[Record excerpts]

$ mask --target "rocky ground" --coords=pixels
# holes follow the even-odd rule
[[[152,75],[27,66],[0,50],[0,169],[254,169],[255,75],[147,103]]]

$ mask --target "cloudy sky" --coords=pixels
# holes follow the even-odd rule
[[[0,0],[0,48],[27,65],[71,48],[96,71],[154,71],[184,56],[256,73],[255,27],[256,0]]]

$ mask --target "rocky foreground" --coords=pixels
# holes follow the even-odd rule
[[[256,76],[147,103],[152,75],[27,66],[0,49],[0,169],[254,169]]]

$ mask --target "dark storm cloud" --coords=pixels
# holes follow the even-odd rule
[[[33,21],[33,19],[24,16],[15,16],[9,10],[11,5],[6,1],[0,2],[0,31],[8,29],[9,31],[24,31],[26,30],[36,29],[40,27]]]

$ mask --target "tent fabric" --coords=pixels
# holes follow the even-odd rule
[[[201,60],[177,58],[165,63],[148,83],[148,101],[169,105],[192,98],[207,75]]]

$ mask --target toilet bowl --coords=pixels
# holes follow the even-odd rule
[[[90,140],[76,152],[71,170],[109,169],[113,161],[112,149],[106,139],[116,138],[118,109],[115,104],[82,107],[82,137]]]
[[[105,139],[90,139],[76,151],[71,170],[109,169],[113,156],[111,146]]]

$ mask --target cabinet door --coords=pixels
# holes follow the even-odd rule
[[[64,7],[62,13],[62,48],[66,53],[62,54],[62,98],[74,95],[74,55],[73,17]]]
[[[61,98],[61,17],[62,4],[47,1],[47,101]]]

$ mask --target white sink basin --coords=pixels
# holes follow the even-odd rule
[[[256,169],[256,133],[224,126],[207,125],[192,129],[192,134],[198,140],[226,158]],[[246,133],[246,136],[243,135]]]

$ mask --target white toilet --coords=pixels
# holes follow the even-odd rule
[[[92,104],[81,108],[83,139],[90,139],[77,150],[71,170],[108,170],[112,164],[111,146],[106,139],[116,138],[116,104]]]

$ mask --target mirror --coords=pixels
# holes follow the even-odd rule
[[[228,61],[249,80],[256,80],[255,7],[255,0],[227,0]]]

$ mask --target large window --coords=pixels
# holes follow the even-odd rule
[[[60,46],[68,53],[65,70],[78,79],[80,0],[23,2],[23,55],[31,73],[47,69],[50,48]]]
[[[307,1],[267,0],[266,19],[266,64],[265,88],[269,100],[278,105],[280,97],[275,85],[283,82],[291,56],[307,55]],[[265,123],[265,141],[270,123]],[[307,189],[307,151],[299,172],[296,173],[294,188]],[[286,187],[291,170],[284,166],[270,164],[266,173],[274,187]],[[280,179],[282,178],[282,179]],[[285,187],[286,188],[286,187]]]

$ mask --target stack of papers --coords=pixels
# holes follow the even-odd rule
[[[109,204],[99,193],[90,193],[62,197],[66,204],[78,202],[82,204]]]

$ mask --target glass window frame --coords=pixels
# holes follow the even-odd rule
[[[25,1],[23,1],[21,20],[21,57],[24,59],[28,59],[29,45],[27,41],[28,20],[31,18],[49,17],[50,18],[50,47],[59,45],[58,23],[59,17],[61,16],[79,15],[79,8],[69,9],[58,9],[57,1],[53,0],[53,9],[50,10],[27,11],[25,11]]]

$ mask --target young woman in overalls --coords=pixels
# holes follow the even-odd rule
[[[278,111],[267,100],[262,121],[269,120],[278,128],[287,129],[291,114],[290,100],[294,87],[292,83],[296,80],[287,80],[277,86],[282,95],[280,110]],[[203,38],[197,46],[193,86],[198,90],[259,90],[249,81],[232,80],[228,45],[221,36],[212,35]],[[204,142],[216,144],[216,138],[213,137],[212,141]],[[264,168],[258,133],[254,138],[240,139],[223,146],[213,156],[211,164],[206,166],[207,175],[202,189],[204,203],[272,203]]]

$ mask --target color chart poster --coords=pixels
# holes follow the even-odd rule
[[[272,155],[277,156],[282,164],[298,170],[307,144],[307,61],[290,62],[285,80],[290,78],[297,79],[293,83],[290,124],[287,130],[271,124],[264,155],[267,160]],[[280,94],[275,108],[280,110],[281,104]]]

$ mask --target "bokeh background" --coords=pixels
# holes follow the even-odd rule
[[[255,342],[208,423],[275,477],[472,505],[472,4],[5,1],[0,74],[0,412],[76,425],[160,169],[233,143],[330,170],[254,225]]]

[Short problem]
Return the entries above exactly, each one complete.

[Correct answer]
$ mask --target "rocky ground" --coords=pixels
# holes follow the even-odd rule
[[[152,75],[27,66],[0,50],[0,169],[254,169],[255,75],[147,103]]]

$ mask --target "cloudy sky" --coords=pixels
# holes follow the even-odd rule
[[[0,0],[0,48],[27,65],[71,48],[96,71],[154,71],[184,56],[256,73],[255,27],[256,0]]]

$ mask --target "rocky foreground" --coords=pixels
# holes follow the even-odd rule
[[[256,76],[147,103],[152,75],[27,66],[0,49],[0,169],[254,169]]]

$ mask --target "dark storm cloud" --coords=pixels
# holes follow the even-odd rule
[[[33,21],[33,19],[24,16],[15,16],[9,10],[11,5],[6,1],[0,2],[0,31],[8,29],[9,31],[24,31],[26,30],[36,29],[40,27]]]

$ mask --target "tent fabric" --coords=pixels
# holes follow the even-odd rule
[[[201,60],[177,58],[165,63],[148,83],[148,101],[169,105],[192,98],[207,75]]]

$ mask --target toilet bowl --coords=pixels
# holes follow the even-odd rule
[[[90,140],[76,152],[71,170],[109,169],[113,161],[112,149],[106,139],[116,138],[118,109],[115,104],[82,107],[82,137]]]
[[[105,139],[90,139],[76,151],[71,170],[109,169],[113,156],[111,146]]]

$ mask --target cabinet door --coords=pixels
# holes follow the even-odd rule
[[[64,7],[62,13],[62,48],[66,53],[62,54],[62,98],[74,95],[74,55],[73,17]]]
[[[61,98],[61,17],[62,4],[47,1],[47,101]]]

$ mask --target white sink basin --coords=pixels
# holes follow the even-odd rule
[[[256,169],[256,133],[224,126],[207,125],[192,129],[192,134],[198,140],[226,158]],[[246,133],[246,136],[243,135]]]

$ mask --target white toilet --coords=pixels
# holes follow the even-odd rule
[[[92,104],[81,108],[83,139],[90,139],[77,150],[71,170],[108,170],[112,164],[111,146],[106,139],[116,138],[116,104]]]

$ mask --target mirror --coords=pixels
# holes follow the even-odd rule
[[[228,61],[249,80],[256,80],[255,7],[255,0],[227,0]]]

$ mask --target large window --coords=pixels
# holes follow the even-odd rule
[[[60,46],[68,53],[65,70],[78,79],[80,0],[23,2],[23,55],[31,73],[47,69],[50,48]]]
[[[307,1],[267,0],[266,19],[266,64],[265,88],[269,100],[278,105],[280,97],[275,85],[283,82],[291,56],[307,55]],[[265,123],[265,141],[270,123]],[[307,189],[307,151],[299,172],[296,173],[294,188]],[[286,187],[291,170],[284,166],[270,164],[266,173],[274,187]],[[280,179],[282,178],[282,179]],[[285,187],[286,188],[286,187]]]

$ mask --target stack of papers --coords=pixels
# holes follow the even-odd rule
[[[109,204],[99,193],[90,193],[62,197],[66,204],[78,202],[82,204]]]

$ mask --target glass window frame --coords=pixels
# holes follow the even-odd rule
[[[25,1],[23,1],[21,20],[21,57],[24,59],[28,59],[29,45],[27,41],[28,20],[31,18],[49,17],[50,18],[50,47],[59,45],[58,23],[59,17],[61,16],[79,15],[79,8],[69,9],[58,9],[57,1],[53,0],[53,9],[50,10],[27,11],[25,11]]]

$ mask --target young woman in overalls --coords=pixels
# holes follow the even-odd rule
[[[278,111],[267,100],[262,121],[269,120],[278,128],[287,129],[291,114],[290,100],[294,87],[292,83],[296,80],[287,80],[277,86],[282,95],[280,110]],[[203,38],[197,46],[193,86],[198,90],[259,90],[249,81],[232,80],[228,45],[221,36],[212,35]],[[204,142],[216,144],[216,138],[213,137],[212,141]],[[264,168],[258,133],[254,138],[240,139],[223,146],[213,156],[211,164],[206,166],[207,175],[202,189],[204,203],[272,203]]]

$ mask --target color chart poster --coords=pixels
# holes follow the even-odd rule
[[[272,155],[277,156],[282,164],[298,170],[307,144],[307,61],[290,62],[285,80],[290,78],[297,79],[293,83],[290,124],[287,130],[271,124],[264,155],[267,160]],[[280,94],[275,108],[280,110],[281,104]]]

$ mask --target "bokeh background" --coords=pixels
# holes follow the even-odd rule
[[[255,342],[208,423],[275,477],[472,505],[472,4],[5,1],[0,74],[0,412],[76,425],[160,169],[233,143],[330,170],[254,225]]]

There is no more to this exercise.